Task directions: Gather every line in the rows below that contains the word "trousers".

Extracted data:
START
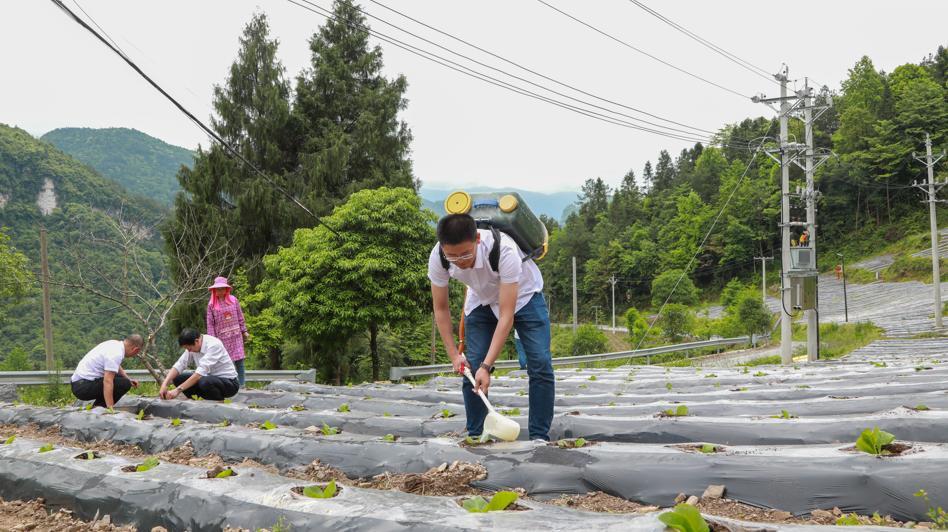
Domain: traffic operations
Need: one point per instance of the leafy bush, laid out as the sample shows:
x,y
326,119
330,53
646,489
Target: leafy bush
x,y
684,518
315,492
500,501
662,285
873,441
677,321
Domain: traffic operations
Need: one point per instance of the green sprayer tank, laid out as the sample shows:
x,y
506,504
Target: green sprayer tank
x,y
507,212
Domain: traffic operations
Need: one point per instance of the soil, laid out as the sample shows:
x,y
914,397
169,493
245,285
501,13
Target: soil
x,y
445,480
598,501
33,515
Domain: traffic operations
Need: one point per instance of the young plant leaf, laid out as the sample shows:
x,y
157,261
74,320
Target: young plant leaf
x,y
684,518
150,463
501,500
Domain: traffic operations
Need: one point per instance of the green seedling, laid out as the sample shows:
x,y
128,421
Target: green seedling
x,y
149,463
935,514
315,492
681,411
684,518
500,501
873,441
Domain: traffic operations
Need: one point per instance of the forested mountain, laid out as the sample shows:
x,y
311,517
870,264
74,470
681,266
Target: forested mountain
x,y
86,216
656,219
141,163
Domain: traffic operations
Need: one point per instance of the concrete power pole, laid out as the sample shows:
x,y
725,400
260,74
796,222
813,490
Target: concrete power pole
x,y
47,314
575,307
613,280
763,278
932,191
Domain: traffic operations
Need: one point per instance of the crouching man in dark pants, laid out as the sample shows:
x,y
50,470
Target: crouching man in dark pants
x,y
99,377
215,377
510,296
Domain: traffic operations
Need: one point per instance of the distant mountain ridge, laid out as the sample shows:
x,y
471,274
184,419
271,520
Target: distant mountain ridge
x,y
141,163
556,205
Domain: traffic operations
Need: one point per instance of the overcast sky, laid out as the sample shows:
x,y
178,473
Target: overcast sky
x,y
55,74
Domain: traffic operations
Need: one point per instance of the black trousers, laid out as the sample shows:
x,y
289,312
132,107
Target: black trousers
x,y
209,387
94,390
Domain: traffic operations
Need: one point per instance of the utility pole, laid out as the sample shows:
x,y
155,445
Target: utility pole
x,y
575,308
47,314
763,278
613,280
932,191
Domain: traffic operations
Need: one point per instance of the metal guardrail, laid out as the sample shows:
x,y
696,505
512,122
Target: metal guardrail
x,y
42,377
401,372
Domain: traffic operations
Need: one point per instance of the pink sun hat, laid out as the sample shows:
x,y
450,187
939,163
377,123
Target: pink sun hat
x,y
219,282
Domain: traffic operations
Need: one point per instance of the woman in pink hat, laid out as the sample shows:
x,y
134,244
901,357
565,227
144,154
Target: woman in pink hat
x,y
225,321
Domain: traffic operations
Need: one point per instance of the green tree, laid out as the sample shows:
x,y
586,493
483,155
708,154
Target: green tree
x,y
326,288
685,292
678,321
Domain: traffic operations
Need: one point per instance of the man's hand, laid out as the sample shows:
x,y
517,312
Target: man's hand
x,y
481,381
459,363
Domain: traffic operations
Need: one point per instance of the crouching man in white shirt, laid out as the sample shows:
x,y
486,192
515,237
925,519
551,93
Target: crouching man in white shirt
x,y
215,377
99,377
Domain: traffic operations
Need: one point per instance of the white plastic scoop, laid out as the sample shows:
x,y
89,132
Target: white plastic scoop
x,y
495,424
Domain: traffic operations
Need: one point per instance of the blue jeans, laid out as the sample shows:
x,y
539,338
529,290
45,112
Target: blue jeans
x,y
239,366
521,354
532,323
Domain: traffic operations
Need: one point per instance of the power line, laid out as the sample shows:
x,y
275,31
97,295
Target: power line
x,y
713,47
534,72
639,50
453,65
210,132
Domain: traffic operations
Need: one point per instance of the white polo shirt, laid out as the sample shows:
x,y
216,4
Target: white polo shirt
END
Written reply:
Need: one point per instance of the black trousers, laid out as the sample shows:
Target: black trousers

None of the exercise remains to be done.